━━━ Dataset

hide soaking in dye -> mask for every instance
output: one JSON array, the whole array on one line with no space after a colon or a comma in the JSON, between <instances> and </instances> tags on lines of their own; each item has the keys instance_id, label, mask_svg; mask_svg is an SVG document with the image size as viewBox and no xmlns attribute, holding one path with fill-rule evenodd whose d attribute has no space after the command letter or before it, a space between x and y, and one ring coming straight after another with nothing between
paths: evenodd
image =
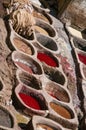
<instances>
[{"instance_id":1,"label":"hide soaking in dye","mask_svg":"<svg viewBox=\"0 0 86 130\"><path fill-rule=\"evenodd\" d=\"M58 104L53 103L53 102L50 102L50 106L59 115L63 116L64 118L71 119L70 112L66 108L64 108L63 106L58 105Z\"/></svg>"},{"instance_id":2,"label":"hide soaking in dye","mask_svg":"<svg viewBox=\"0 0 86 130\"><path fill-rule=\"evenodd\" d=\"M40 61L45 62L49 66L58 67L58 64L56 63L56 61L46 53L38 52L37 58Z\"/></svg>"},{"instance_id":3,"label":"hide soaking in dye","mask_svg":"<svg viewBox=\"0 0 86 130\"><path fill-rule=\"evenodd\" d=\"M44 125L44 124L37 124L37 130L56 130L48 125Z\"/></svg>"},{"instance_id":4,"label":"hide soaking in dye","mask_svg":"<svg viewBox=\"0 0 86 130\"><path fill-rule=\"evenodd\" d=\"M20 51L23 51L26 54L32 55L31 47L25 44L24 41L20 40L19 38L14 38L13 42L16 48L18 48Z\"/></svg>"},{"instance_id":5,"label":"hide soaking in dye","mask_svg":"<svg viewBox=\"0 0 86 130\"><path fill-rule=\"evenodd\" d=\"M83 54L78 54L79 60L86 65L86 56Z\"/></svg>"},{"instance_id":6,"label":"hide soaking in dye","mask_svg":"<svg viewBox=\"0 0 86 130\"><path fill-rule=\"evenodd\" d=\"M21 92L19 93L19 96L27 106L29 106L33 109L41 110L40 104L35 97L26 95Z\"/></svg>"}]
</instances>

━━━━━━

Your assignment | Reproduce the whole of the data, word for word, and omit its pictures.

Answer for this exercise |
hide soaking in dye -> mask for every instance
output: one JSON array, the whole array on one line with no space after a colon or a comma in the JSON, between <instances> and </instances> tags on lines of their own; each item has the keys instance_id, label, mask_svg; mask_svg is an SVG document with the image size as viewBox and no xmlns attribute, holding one path with fill-rule evenodd whose d attribute has no space after the command letter or before it, a space between x and y, and one ring coming straight after another with nothing between
paths: evenodd
image =
<instances>
[{"instance_id":1,"label":"hide soaking in dye","mask_svg":"<svg viewBox=\"0 0 86 130\"><path fill-rule=\"evenodd\" d=\"M58 104L53 103L53 102L50 102L50 106L59 115L63 116L64 118L71 119L70 112L66 108L64 108L63 106L58 105Z\"/></svg>"},{"instance_id":2,"label":"hide soaking in dye","mask_svg":"<svg viewBox=\"0 0 86 130\"><path fill-rule=\"evenodd\" d=\"M40 61L45 62L49 66L58 67L58 64L56 63L56 61L46 53L38 52L37 58Z\"/></svg>"},{"instance_id":3,"label":"hide soaking in dye","mask_svg":"<svg viewBox=\"0 0 86 130\"><path fill-rule=\"evenodd\" d=\"M44 125L44 124L37 124L37 130L56 130L48 125Z\"/></svg>"},{"instance_id":4,"label":"hide soaking in dye","mask_svg":"<svg viewBox=\"0 0 86 130\"><path fill-rule=\"evenodd\" d=\"M20 51L23 51L26 54L32 55L31 47L25 44L24 41L20 40L19 38L14 38L13 42L16 48L18 48Z\"/></svg>"},{"instance_id":5,"label":"hide soaking in dye","mask_svg":"<svg viewBox=\"0 0 86 130\"><path fill-rule=\"evenodd\" d=\"M83 54L78 54L79 60L86 65L86 56Z\"/></svg>"},{"instance_id":6,"label":"hide soaking in dye","mask_svg":"<svg viewBox=\"0 0 86 130\"><path fill-rule=\"evenodd\" d=\"M21 92L19 93L19 96L27 106L29 106L33 109L41 110L40 104L35 97L26 95Z\"/></svg>"}]
</instances>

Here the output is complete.